> What the exercise asks:
Transcribe the records in full, keeping every word exactly as given.

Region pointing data
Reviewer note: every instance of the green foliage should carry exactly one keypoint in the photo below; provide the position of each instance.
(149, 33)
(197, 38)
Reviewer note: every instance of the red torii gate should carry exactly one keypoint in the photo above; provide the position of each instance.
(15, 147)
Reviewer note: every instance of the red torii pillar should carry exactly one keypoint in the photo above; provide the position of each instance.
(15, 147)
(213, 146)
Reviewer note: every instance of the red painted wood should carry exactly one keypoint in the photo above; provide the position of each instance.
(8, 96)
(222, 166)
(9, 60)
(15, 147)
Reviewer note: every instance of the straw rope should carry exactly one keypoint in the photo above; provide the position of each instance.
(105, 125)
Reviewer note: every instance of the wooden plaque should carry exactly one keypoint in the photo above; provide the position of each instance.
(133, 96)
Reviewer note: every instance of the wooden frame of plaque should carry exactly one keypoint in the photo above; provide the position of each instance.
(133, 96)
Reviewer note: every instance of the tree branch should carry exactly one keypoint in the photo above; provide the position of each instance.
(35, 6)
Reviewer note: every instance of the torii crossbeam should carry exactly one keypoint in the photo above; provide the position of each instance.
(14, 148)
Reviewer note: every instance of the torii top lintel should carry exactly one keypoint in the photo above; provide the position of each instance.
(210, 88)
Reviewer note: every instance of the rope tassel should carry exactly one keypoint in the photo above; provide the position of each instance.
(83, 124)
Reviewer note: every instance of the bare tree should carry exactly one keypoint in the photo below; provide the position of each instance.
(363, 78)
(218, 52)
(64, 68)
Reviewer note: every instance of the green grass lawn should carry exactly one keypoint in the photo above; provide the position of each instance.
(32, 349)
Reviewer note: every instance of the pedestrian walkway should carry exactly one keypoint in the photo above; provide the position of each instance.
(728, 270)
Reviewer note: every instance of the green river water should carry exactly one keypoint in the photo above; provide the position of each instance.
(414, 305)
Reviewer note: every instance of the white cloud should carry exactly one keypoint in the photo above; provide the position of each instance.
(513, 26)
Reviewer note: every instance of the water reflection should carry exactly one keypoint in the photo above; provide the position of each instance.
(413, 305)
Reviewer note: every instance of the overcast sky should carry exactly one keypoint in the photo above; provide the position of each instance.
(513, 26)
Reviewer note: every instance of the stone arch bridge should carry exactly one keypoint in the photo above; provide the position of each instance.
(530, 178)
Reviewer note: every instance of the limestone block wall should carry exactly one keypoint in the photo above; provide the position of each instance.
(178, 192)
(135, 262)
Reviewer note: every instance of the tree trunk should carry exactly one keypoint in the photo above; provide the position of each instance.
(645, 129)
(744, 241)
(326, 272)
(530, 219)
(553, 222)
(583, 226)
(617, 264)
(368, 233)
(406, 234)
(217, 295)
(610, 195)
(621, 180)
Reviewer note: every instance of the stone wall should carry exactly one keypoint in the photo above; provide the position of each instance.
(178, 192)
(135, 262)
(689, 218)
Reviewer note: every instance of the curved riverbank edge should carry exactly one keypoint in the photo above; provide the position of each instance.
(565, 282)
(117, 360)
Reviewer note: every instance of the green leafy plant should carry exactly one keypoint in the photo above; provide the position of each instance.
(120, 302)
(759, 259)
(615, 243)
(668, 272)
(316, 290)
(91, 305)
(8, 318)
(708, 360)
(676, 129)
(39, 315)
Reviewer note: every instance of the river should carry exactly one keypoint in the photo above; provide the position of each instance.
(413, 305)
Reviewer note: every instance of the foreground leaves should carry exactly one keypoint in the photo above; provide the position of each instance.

> Completed task:
Reviewer note: every instance of the green foliage should carry exactly one keypoint in the photo below; provide the position of each instance.
(149, 33)
(197, 38)
Reviewer note: every instance of the red torii gate should carry exactly one keypoint in the photo above; provide the position of each instance.
(15, 147)
Reviewer note: every instance of the red torii pillar should carry exactly one keypoint in the photo above; provide the position of each instance.
(15, 147)
(213, 146)
Reviewer note: every instance of the red painted wood should carry exactly one keypoint in the photo above; provide the position of each instance.
(8, 96)
(222, 166)
(9, 60)
(15, 147)
Reviewer note: every instance of the straw rope should carry exactly one keypoint in the photo above; provide the position of each instance.
(105, 125)
Reviewer note: every instance of the wooden plaque should carry exactly one keypoint in the photo above; provide the position of each instance.
(133, 96)
Reviewer note: every instance of the wooden frame of plaque should carry exactly one keypoint in the photo above; provide the position of each instance.
(133, 96)
Reviewer note: every instance of the tree branch should carry exactly one keypoint in the photo above; provide the position of each instance.
(35, 6)
Reviewer note: every instance of the torii crossbeam should carry exactly one keypoint in the photo above; provide the position of each instance.
(14, 148)
Reviewer note: every instance of the torii top lintel should carry exactly one keypoint in the photo above; provide the position of each instance.
(210, 88)
Reviewer note: every instance of the rope tassel should carry exactly one keypoint in the photo above; provide the position of each instance.
(83, 124)
Reviewer note: every instance of the bare tree should carry exactly one keypoint in the photo below; provide the position of each instance.
(363, 78)
(218, 52)
(64, 68)
Reviewer note: every instance of the green grass lawn should carry exactly one keypoint in the photo above; provide the position of each instance.
(32, 349)
Reviewer note: every instance of the pedestrian walkway should carry exactly one keypoint in the photo above; provide the position of each instance.
(728, 270)
Reviewer note: every instance of the green river water should carry exactly one keypoint in the photo above; provide the position of each instance.
(414, 305)
Reviewer note: every instance of the white cloud should carry exactly one keypoint in the photo above; provide the position of each instance.
(513, 26)
Reviewer note: every instance of the water reflection should carry exactly one keypoint in the photo above; provide the position of each instance.
(413, 305)
Reviewer note: every instance of the overcast sky should carry exactly one keypoint in the photo above; provide the position of each instance.
(513, 26)
Reviewer note: every instance of the stone arch bridge should carry exactly one keypoint in the photo above; provide the position of each instance.
(530, 178)
Reviewer note: every instance of the limestone block wall should carry exactly one keypoint in the photo above; provide the position of each instance.
(178, 192)
(135, 262)
Reviewer note: every instance of the tree trunk should carry exactly one keypoint in the photo above; provide the position of each instance.
(645, 129)
(744, 241)
(326, 272)
(530, 219)
(553, 222)
(583, 226)
(617, 264)
(368, 233)
(406, 234)
(217, 295)
(610, 195)
(621, 180)
Reviewer note: every instance of the stone wall should carry exactly one keypoint in the photo above; provide the position of each instance.
(178, 192)
(135, 262)
(689, 218)
Reviewer note: every instance of the curved riverbank edge should carry exactly one keypoint in the photo above; provide the position of each instance.
(565, 282)
(117, 360)
Reviewer note: every instance of the green leafy plant should carry exactly one keypoint in the photo above; provide the position of each instance.
(120, 302)
(759, 259)
(615, 243)
(668, 272)
(316, 290)
(91, 305)
(8, 318)
(708, 360)
(676, 129)
(39, 315)
Reviewer note: every instance of the river should carry exactly one keypoint in the photo above; provide the position of each instance.
(413, 305)
Reviewer note: every instance of the foreground leaves should carry exactly one keypoint in the photo above; provide the position of each instance.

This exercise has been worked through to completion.